**Input data**
--*--
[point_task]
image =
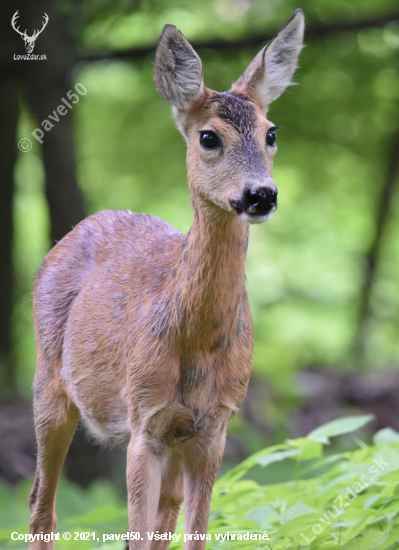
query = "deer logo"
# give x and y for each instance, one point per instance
--*--
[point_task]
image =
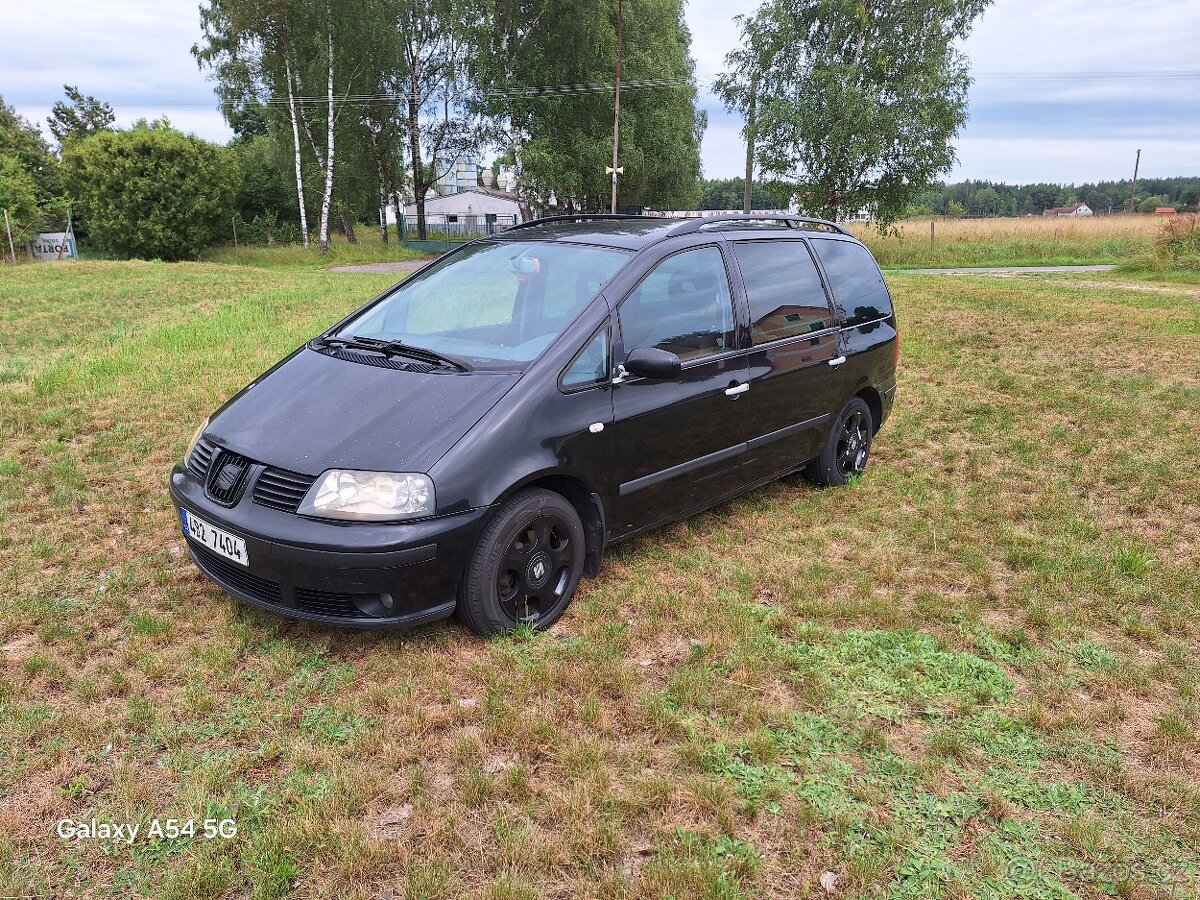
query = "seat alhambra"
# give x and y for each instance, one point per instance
--*--
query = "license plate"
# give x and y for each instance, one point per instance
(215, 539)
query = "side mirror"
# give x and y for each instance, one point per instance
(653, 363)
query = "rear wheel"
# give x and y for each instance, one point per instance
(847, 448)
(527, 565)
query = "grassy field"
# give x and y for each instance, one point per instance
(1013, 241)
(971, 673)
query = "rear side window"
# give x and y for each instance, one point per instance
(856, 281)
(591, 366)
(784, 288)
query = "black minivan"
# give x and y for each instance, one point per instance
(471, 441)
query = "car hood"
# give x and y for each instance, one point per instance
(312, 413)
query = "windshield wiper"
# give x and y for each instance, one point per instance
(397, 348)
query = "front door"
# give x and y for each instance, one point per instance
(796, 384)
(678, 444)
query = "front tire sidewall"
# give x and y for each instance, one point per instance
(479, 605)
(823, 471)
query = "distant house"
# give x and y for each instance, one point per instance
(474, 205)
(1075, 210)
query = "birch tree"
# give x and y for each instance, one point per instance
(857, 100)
--*--
**Work required**
For every line above that includes the string "rear", copy the line.

**Answer to this problem**
query = "rear wheel"
query = "rear side window"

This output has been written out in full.